--- DATA SHOWN ---
-----
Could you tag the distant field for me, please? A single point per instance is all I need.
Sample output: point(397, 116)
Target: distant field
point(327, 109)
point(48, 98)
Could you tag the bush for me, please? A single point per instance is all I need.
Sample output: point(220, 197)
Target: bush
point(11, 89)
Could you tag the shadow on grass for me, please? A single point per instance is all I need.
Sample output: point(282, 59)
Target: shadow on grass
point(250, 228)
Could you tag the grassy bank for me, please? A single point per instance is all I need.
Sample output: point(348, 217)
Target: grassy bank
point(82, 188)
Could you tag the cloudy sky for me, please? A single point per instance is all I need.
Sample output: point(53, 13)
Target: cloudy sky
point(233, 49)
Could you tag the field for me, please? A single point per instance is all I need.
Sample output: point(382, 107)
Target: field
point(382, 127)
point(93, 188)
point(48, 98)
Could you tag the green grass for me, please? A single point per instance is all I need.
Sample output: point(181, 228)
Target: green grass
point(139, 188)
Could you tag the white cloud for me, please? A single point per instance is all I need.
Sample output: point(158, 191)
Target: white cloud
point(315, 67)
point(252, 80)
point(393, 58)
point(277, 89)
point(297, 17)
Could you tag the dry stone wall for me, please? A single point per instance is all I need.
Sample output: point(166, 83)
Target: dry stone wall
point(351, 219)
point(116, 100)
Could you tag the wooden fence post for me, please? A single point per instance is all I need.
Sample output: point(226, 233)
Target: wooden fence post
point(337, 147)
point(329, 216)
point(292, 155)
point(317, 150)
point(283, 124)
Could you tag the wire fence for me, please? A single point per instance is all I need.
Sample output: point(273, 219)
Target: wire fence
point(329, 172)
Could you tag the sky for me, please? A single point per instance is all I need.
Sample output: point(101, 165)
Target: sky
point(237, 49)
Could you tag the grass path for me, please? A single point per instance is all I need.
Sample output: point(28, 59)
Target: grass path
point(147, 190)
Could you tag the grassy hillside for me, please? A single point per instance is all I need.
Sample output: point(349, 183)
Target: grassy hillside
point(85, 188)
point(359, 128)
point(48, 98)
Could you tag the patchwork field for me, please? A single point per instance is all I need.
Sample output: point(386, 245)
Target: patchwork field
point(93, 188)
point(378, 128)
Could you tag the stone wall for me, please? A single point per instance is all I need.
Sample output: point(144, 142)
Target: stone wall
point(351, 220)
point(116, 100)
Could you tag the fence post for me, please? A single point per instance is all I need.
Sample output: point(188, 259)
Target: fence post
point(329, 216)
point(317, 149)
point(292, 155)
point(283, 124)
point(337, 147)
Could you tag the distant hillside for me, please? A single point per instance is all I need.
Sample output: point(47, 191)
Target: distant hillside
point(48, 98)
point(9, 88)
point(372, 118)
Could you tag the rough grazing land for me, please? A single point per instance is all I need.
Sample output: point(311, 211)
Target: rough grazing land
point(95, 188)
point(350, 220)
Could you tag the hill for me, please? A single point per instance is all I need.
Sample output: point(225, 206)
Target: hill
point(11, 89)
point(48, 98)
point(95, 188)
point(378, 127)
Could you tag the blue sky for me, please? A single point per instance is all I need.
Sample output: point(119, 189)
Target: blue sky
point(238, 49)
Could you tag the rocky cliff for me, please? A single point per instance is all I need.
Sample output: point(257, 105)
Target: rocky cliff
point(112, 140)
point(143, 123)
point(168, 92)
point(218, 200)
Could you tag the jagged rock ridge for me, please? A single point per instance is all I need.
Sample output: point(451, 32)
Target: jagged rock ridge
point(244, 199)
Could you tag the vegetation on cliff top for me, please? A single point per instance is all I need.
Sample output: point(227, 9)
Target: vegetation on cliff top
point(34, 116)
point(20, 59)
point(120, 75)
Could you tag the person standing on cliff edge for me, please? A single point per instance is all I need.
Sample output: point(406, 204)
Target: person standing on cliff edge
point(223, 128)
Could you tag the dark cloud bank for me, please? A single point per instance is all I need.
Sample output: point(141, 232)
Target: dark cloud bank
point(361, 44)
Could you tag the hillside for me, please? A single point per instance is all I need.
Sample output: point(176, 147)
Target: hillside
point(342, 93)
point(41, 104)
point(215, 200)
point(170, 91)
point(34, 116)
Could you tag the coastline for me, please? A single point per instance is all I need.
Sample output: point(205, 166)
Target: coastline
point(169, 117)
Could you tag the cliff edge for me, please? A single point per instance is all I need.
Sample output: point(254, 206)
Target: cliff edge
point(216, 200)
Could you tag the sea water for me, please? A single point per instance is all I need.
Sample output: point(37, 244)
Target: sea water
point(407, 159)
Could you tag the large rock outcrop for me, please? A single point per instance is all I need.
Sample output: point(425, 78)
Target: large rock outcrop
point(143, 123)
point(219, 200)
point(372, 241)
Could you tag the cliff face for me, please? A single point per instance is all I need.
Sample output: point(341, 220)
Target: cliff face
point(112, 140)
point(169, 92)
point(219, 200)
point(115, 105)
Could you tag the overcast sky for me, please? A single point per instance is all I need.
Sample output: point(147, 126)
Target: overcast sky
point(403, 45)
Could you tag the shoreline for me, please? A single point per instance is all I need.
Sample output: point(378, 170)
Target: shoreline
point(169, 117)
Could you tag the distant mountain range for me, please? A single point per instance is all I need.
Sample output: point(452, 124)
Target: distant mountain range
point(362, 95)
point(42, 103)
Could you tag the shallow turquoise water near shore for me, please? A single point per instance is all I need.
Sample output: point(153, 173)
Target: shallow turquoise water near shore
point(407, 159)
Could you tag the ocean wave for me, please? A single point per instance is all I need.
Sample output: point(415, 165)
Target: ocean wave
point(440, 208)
-----
--- GIVEN INSTRUCTION ---
Print all of the items above again, line for line and without any changes.

--- TASK SOLUTION ---
Could you tag the distant field for me, please? A single point per instance is all I need.
Sample output: point(397, 116)
Target: distant field
point(327, 109)
point(48, 98)
Could you tag the bush for me, please? A single point per instance is all I need.
Sample output: point(220, 197)
Target: bush
point(11, 89)
Could you tag the shadow on grass for me, please? A single point per instance is all I need.
Sample output: point(282, 59)
Target: shadow on grass
point(250, 228)
Could you tag the grassy bank for me, please? A single point per instance is all I need.
Sample output: point(348, 217)
Target: grassy bank
point(82, 188)
Could you tag the cloudy sky for me, please? A single point per instance is all I need.
Sample output: point(53, 13)
Target: cloudy sky
point(233, 49)
Could you tag the field for me, please? A single point per instance is all I need.
Sample output: point(382, 107)
Target: field
point(382, 127)
point(93, 188)
point(48, 98)
Could you tag the green grass for me, please? A single point per instance is all I need.
Sample output: point(181, 228)
Target: green grass
point(139, 188)
Could you tag the white cloud for me, please? A single point per instance is all I need.
Sample output: point(158, 191)
Target: white cloud
point(315, 67)
point(252, 80)
point(393, 58)
point(277, 89)
point(297, 17)
Could you tag the dry stone wall for me, please? A single point per instance is all I need.
Sample output: point(166, 83)
Target: dry stone wall
point(351, 219)
point(116, 100)
Could you tag the wooden fence post for me, please? A single point per instance is all I need.
Sample output: point(226, 233)
Target: wooden fence post
point(337, 147)
point(329, 216)
point(292, 155)
point(317, 150)
point(283, 124)
Could you tag the wire fence for me, please? A single point per instance is all I need.
Sample output: point(273, 219)
Target: wire fence
point(329, 172)
Could you tag the sky for me, please? A single point per instance is all I need.
Sample output: point(101, 165)
Target: sky
point(237, 49)
Could you tag the grass path for me, please? A single point per instance is all I need.
Sample output: point(28, 59)
Target: grass path
point(147, 190)
Could you tag the grassy hillside for me, please? A single point per instance is all I need.
Sample output: point(349, 183)
Target: grassy hillside
point(85, 188)
point(359, 128)
point(48, 98)
Could you tag the patchwork field for me, please? A single point per instance is all I need.
Sample output: point(386, 245)
Target: patchwork field
point(93, 188)
point(378, 128)
Could you tag the stone wall for me, please? A single point per instance is all I need.
Sample output: point(144, 142)
Target: stone wall
point(351, 220)
point(116, 100)
Could you tag the fence post for me, please? A single point per instance is all I need.
Sample output: point(188, 259)
Target: fence post
point(329, 216)
point(317, 149)
point(292, 155)
point(283, 124)
point(337, 147)
Could you tag the distant hillside for me, please? A single point per instance is all I need.
Sample output: point(47, 191)
Target: distant hillside
point(48, 98)
point(9, 88)
point(372, 118)
Could you tag the rough grazing land for me, please? A single point per instance is all I need.
Sample output: point(311, 211)
Target: rough grazing land
point(95, 188)
point(350, 220)
Could you tag the hill for me, please? A single point per instance is all I need.
Sample output: point(225, 206)
Target: hill
point(11, 89)
point(48, 98)
point(95, 188)
point(378, 127)
Could you tag the blue sky for me, please? A single point per instance is all I need.
Sample output: point(119, 189)
Target: blue sky
point(238, 49)
Could you tag the rocky cliff for me, please? A single point per instance is all I need.
Sample output: point(257, 105)
Target: rocky cliff
point(112, 140)
point(143, 123)
point(168, 92)
point(218, 200)
Could you tag the jagged rock ridge for me, please? A single point per instance is all I need.
Sample output: point(451, 32)
Target: jagged rock ridge
point(244, 199)
Could you tag the vegetation on cliff top for me, please? A single point per instance is all I need.
Sample output: point(227, 9)
Target: vegetation on cliff top
point(34, 116)
point(20, 59)
point(120, 75)
Could you tag the person standing on cliff edge for me, please? A single point per instance is all I need.
Sample output: point(406, 204)
Target: person standing on cliff edge
point(223, 128)
Could you tag the dark cloud bank for me, please? A single point per instance is all I need.
Sample output: point(141, 232)
Target: dark cloud bank
point(361, 44)
Could you tag the hillside for me, please? A single point per instance is all I need.
Sample output: point(176, 147)
Target: hillside
point(342, 93)
point(41, 104)
point(215, 200)
point(170, 91)
point(34, 116)
Could you tag the coastline for me, please? A single point per instance is all I need.
Sample output: point(205, 166)
Target: coastline
point(169, 117)
Could you tag the cliff edge for me, please? A single point per instance is all I need.
Sample output: point(254, 206)
Target: cliff edge
point(216, 200)
Could you tag the sea water for me, please? A single point per instance is all I need.
Sample output: point(37, 244)
Target: sea water
point(407, 159)
Could you tag the large rock outcrop for me, please? A single point per instance is all I need.
Sample output: point(425, 78)
Target: large rock outcrop
point(143, 123)
point(219, 200)
point(372, 241)
Could you tag the cliff face for me, please? A single point per instance is all I need.
Sample output: point(341, 220)
Target: cliff face
point(112, 140)
point(169, 92)
point(219, 200)
point(115, 105)
Could you tag the overcast sky for me, please? A single point per instance is all I need.
Sample output: point(147, 126)
Target: overcast sky
point(403, 45)
Could you tag the shoreline for me, please? A single point per instance is all I need.
Sample output: point(378, 170)
Target: shoreline
point(169, 117)
Could you tag the distant mountain range for me, please? A single point per instance is all I need.
Sample output: point(452, 124)
Target: distant mountain range
point(362, 95)
point(42, 103)
Could you tag the shallow turquoise water near shore for me, please? A single point per instance is all I need.
Sample output: point(153, 173)
Target: shallow turquoise water near shore
point(407, 159)
Could you tag the ocean wave for me, please? A single point per instance is all I need.
Sample output: point(415, 165)
Target: ocean wave
point(440, 208)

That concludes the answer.